-------- Extracted text

He had a different message for his readers in this week’s Standard.
“While we operated in good faith in publishing the article, we are now convinced that certain allegations reported in that story were false….Based on evidence provided to us over the past year, we are now convinced that Dr. Chopra did not engage the services of a prostitute in 1991….Based on evidence that we recently received, we also retract the conclusion that Dr. Chopra plagiarized a chart from another published work….More broadly, upon further examination of Dr. Chopra’s career and writing, we now believe that the general tone of our article was unfair to Dr. Chopra….We believe that Dr. Chopra is sincere and forthright in his teachings, and regret our publication of allegations about Dr. Chopra that we now believe to be erroneous. Thus, we offer this apology to Dr. Chopra and to our readers.”
Sources close to the case said that the editors became convinced that Chopra was in India at the time of the alleged prostitution incidents and pointed out that the primary witness had recanted her story. The breathtaking retraction, plus payment of Chopra’s legal fees, settles the case. Kristol said the settlement’s confidentiality requirements precluded him from making any comment other than this carefully worded statement: “The dispute between Dr. Deepak Chopra and the Weekly Standard has been resolved to the mutual satisfaction of the parties.”

----------------

Exercises to complete:
- a) In the passage on the Weekly Standard's retraction about Dr. Chopra, where did the editors become convinced Chopra was at the time of the alleged prostitution incidents?
- b) Continue the passage on the Weekly Standard's retraction about Dr. Chopra from the point where it stops.

-------- Information supplied

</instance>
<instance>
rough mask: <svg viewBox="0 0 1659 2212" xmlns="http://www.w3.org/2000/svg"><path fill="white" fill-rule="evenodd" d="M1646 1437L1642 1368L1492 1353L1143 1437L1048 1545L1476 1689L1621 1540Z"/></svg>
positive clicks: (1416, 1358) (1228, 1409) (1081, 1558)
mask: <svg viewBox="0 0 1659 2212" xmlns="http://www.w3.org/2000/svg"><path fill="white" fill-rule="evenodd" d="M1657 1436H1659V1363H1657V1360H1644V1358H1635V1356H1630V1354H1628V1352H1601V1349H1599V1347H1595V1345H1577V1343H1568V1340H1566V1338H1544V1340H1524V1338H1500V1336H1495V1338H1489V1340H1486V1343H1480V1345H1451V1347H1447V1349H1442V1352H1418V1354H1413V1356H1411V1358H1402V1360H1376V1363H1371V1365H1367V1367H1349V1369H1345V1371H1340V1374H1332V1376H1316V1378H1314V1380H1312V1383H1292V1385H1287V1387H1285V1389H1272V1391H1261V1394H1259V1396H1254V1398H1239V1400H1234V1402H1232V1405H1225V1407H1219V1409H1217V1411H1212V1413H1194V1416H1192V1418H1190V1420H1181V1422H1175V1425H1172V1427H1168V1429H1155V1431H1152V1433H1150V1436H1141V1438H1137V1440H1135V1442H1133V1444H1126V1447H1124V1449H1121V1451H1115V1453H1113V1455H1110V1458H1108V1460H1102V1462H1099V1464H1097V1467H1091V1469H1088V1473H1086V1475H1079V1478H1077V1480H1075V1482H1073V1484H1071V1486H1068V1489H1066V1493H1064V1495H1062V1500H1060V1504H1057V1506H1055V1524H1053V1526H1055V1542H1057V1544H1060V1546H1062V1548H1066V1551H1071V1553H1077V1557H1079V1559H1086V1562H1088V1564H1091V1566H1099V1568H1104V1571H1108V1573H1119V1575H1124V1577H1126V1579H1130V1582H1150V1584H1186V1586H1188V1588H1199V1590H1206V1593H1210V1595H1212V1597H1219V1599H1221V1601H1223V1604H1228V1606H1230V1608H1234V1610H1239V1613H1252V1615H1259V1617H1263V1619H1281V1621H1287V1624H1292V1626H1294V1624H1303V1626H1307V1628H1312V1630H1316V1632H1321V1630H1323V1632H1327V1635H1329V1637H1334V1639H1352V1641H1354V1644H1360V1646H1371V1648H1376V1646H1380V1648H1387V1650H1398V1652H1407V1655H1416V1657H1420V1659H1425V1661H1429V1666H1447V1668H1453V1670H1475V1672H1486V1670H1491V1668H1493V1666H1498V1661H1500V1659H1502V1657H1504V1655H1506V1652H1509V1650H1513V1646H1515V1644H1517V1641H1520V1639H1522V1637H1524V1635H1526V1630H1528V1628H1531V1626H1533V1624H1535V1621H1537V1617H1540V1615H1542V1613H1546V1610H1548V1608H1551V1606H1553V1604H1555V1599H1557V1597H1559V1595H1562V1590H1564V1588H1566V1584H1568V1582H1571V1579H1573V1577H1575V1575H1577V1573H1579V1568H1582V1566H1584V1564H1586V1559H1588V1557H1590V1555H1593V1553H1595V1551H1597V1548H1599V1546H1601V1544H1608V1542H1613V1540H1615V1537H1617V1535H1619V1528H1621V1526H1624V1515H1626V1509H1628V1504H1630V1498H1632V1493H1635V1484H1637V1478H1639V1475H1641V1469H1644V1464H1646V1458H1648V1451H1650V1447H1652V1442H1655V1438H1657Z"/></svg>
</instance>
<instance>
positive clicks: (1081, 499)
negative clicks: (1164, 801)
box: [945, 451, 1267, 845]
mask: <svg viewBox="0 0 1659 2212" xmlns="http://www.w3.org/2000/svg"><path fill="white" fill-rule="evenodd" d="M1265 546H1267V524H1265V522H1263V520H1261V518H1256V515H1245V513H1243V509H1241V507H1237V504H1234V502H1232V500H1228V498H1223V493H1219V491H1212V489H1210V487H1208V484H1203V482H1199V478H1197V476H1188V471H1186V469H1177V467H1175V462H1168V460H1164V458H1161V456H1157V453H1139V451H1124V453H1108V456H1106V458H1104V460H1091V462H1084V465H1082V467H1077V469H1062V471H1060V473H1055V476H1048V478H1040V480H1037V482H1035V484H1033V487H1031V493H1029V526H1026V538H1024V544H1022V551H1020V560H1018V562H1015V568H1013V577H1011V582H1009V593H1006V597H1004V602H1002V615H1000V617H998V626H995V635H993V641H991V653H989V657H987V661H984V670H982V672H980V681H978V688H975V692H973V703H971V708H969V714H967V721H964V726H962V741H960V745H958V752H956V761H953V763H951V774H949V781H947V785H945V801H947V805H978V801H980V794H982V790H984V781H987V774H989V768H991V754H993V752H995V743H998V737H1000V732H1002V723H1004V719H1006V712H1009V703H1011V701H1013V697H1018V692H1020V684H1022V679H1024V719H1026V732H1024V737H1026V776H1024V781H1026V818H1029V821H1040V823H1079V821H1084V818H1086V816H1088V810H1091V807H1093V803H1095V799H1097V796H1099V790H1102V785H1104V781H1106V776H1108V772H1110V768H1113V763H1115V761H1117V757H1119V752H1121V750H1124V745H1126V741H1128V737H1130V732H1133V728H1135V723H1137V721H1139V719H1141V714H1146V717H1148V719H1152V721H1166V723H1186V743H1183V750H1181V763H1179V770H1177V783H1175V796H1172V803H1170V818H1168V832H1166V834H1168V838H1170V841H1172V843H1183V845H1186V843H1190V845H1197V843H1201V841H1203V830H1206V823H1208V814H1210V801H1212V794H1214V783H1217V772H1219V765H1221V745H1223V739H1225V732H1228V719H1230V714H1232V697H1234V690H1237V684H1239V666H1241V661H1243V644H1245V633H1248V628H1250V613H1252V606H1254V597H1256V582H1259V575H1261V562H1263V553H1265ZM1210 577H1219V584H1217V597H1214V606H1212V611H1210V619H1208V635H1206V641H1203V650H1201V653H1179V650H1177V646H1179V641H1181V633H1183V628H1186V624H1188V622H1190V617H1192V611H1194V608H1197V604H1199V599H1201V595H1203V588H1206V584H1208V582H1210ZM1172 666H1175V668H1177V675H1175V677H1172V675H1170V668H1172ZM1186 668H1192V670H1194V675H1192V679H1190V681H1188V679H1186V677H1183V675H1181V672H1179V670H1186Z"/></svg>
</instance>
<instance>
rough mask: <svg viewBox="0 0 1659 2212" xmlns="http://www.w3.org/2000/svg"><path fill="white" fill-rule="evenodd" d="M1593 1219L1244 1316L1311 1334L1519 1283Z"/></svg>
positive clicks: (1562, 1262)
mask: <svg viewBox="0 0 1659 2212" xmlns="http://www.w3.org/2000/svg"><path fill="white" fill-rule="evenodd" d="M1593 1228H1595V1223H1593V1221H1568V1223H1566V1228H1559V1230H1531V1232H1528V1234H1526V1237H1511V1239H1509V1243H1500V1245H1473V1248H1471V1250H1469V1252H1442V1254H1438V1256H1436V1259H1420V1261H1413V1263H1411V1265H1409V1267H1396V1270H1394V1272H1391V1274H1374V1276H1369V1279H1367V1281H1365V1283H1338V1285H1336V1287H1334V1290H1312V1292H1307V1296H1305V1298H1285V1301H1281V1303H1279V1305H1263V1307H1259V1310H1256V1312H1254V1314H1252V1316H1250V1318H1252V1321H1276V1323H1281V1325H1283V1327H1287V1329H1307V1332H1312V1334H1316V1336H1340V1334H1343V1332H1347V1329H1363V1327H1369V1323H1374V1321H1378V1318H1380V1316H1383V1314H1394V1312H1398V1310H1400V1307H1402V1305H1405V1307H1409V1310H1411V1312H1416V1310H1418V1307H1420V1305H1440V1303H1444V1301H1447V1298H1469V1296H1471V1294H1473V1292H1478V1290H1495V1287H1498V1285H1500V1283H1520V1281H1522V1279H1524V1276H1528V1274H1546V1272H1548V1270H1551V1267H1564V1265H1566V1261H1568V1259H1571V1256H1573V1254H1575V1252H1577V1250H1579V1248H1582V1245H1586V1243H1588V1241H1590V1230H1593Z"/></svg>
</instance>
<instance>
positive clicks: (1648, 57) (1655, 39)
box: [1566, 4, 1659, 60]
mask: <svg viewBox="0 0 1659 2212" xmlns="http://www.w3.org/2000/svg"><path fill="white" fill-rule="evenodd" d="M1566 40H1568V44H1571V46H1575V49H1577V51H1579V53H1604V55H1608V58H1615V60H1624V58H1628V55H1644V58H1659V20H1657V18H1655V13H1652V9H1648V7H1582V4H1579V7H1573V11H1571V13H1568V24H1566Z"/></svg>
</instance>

----------------

Results of the exercise:
- a) In India.

- b)
The comprehensiveness of the retraction raises questions about the future of Standard reporter Matt Labash, who wrote the Chopra piece. The Standard attempted to answer them in the retraction, which specifically mentioned that “the Editors take full responsibility for these errors” (capital “e” theirs, emphasis mine). In a phone interview, Kristol said, “I have full confidence in Matt. He is a first-rate reporter. He will be appearing regularly in our pages, and we are proud to have him. The mistakes were made by the editors.”
Broadcast Education Those who thought they had seen the last of Karen Shook when she stepped down as chair of the school board better stay tuned. Shook is rumored to be starting a career as a TV news anchor on Aug. 4. Reached on the Eastern Shore, Shook declined to identify her new employer, saying, “You will be getting a press release next week.” However, a source reported that Shook will host a News Channel 8 retrospective series on the period spanning 1968 to 1998. Shook’s decision to pull a Molinari makes sense: She’s already had a ton of practice smiling while delivering really bad news, and that telegenic red dress she wore so much while at the school board will fit right in when she slips to the other side of the news equation. Shook’s TV experience includes a stint at a Baltimore station and a consumer-news assignment at Channel 7.
Missed Opportunity When Mayor Marion Barry announced in April that he would hold weekly press briefings, metro reporters thought they might get a chance to pin him down on the issues of the day. But the elusive mayor has found a way to hide in plain view. The press opportunities generally begin with nicely dolloped announcements about municipal do-goodism and then digress into give-and-take between the mayor and the press. But not for longcommunications director Linda Wharton Boyd limits reporters to a single question and a single follow-up. WAMU’s Mark Plotkin, rebuffed in his efforts to find out whom the mayor blamed for the District’s continued dissing on the Hill, went off about the restrictions, later comparing the efforts at message control to the Politburo.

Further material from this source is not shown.